Among the records below, find the line that has "formatted like (128,579)."; from there, give the lines again exactly, and stop after the line that has "The response SHOULD mark one point per instance of the mechanic".

• _Data shown_:
BEGIN

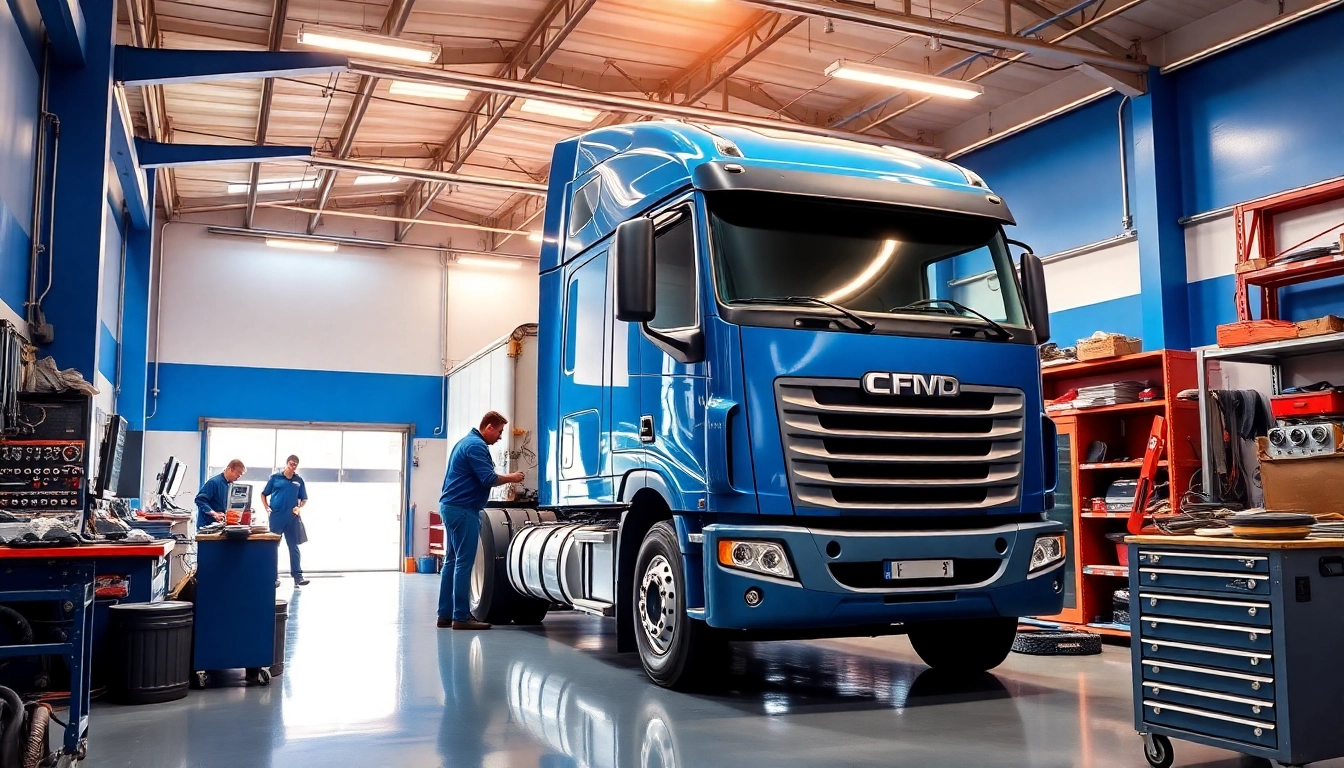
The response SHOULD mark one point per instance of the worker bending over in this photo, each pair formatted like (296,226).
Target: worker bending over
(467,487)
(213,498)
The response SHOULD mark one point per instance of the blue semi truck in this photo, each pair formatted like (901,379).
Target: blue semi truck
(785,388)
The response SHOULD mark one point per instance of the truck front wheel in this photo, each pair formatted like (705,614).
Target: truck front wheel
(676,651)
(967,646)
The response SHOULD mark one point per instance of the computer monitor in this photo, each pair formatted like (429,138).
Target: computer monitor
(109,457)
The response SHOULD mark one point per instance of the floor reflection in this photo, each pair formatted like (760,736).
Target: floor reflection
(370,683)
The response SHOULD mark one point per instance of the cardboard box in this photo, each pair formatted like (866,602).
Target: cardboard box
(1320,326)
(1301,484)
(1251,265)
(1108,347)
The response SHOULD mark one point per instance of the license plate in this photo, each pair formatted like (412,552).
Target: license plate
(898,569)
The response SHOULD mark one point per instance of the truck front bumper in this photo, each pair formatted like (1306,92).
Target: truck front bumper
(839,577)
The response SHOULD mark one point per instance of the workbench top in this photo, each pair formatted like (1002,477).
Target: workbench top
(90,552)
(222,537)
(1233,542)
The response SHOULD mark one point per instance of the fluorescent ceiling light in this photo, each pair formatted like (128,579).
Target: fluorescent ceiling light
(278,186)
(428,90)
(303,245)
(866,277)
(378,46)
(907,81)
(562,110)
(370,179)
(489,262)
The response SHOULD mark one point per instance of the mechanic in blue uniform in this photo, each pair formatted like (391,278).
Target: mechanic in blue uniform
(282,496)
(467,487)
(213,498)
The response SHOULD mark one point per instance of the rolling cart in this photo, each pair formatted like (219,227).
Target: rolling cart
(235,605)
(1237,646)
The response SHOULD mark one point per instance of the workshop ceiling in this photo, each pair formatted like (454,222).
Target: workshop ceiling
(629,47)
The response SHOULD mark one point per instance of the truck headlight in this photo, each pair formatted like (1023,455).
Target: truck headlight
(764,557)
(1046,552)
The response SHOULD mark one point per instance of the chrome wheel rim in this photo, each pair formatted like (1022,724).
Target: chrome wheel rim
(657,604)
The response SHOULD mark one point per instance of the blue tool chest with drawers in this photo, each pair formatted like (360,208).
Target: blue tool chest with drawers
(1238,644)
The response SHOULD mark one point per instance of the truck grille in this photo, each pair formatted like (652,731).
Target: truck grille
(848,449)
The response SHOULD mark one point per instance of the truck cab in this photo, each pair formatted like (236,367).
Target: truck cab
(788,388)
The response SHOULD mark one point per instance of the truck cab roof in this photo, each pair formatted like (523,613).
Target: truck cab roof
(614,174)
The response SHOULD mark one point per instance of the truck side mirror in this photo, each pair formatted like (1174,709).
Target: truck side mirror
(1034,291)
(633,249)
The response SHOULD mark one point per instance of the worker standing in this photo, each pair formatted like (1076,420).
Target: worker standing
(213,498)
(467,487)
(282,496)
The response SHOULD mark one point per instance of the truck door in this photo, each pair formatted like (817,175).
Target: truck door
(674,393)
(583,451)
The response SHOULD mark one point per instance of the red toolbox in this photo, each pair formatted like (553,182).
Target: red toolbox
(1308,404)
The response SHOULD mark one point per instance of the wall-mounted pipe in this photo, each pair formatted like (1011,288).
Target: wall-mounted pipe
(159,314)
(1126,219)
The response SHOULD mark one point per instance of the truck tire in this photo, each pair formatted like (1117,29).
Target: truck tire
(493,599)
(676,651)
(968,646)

END
BEGIN

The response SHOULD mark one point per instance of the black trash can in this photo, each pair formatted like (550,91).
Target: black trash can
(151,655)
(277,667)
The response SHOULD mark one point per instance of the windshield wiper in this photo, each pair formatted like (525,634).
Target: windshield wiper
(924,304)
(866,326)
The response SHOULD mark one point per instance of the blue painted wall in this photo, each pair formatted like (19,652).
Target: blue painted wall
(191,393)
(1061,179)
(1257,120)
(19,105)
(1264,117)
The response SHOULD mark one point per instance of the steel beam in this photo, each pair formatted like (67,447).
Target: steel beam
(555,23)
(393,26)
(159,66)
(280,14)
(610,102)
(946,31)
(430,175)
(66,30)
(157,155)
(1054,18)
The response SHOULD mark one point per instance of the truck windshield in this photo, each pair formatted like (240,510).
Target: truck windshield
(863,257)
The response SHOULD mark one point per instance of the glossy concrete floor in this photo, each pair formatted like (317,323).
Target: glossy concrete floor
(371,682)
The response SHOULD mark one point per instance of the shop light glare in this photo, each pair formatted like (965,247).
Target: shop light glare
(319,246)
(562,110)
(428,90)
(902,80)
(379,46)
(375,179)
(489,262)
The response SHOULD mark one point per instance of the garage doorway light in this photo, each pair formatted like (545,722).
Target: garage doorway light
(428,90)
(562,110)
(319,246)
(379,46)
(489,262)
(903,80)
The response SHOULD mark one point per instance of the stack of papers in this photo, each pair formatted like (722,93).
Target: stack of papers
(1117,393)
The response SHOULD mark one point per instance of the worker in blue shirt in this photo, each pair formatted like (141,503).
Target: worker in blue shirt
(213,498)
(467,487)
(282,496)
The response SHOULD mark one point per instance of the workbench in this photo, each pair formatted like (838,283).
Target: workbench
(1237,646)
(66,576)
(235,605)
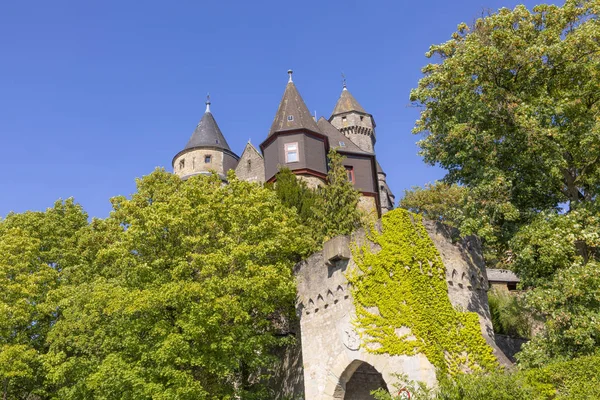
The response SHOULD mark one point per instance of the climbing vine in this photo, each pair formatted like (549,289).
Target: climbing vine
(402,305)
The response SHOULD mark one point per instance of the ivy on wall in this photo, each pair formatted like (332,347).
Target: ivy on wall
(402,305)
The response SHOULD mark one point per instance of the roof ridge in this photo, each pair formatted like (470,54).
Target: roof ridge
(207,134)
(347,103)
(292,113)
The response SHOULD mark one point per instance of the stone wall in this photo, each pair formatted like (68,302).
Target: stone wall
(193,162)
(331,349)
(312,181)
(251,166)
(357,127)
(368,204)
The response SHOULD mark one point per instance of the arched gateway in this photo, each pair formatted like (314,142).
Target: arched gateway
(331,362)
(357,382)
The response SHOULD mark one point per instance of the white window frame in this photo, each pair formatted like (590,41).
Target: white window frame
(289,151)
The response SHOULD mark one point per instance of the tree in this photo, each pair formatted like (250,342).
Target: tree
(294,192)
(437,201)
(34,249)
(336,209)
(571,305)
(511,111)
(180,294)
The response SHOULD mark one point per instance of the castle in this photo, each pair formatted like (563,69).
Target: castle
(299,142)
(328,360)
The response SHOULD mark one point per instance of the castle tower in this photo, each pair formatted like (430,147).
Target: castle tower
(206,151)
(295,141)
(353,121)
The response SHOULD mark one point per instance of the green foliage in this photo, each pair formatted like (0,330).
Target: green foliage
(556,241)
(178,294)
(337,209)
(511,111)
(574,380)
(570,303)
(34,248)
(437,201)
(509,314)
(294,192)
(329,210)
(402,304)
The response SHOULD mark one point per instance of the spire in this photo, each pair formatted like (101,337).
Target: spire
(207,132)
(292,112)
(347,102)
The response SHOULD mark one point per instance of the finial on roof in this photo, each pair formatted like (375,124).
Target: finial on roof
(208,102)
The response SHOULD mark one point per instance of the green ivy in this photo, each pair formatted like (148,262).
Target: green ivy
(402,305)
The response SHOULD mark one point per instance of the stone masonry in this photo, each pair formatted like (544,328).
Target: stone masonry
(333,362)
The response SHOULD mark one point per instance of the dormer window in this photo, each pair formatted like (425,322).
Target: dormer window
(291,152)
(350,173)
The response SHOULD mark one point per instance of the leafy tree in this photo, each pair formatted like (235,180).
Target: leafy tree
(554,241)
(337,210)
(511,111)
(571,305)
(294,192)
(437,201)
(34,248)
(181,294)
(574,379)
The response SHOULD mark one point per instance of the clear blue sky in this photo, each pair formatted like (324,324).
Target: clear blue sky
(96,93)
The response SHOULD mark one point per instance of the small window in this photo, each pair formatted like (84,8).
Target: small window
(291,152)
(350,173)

END

• _Solution to this exercise_:
The response SHOULD mark one point per instance of the fluorescent ceiling light in this photo, each pair formatted like (128,579).
Target: fluorescent ceiling light
(278,186)
(428,90)
(303,245)
(866,277)
(378,46)
(907,81)
(562,110)
(370,179)
(489,262)
The response SHOULD mark one point per instance of the mechanic in blue uniform in this photo, each pair formatted like (391,278).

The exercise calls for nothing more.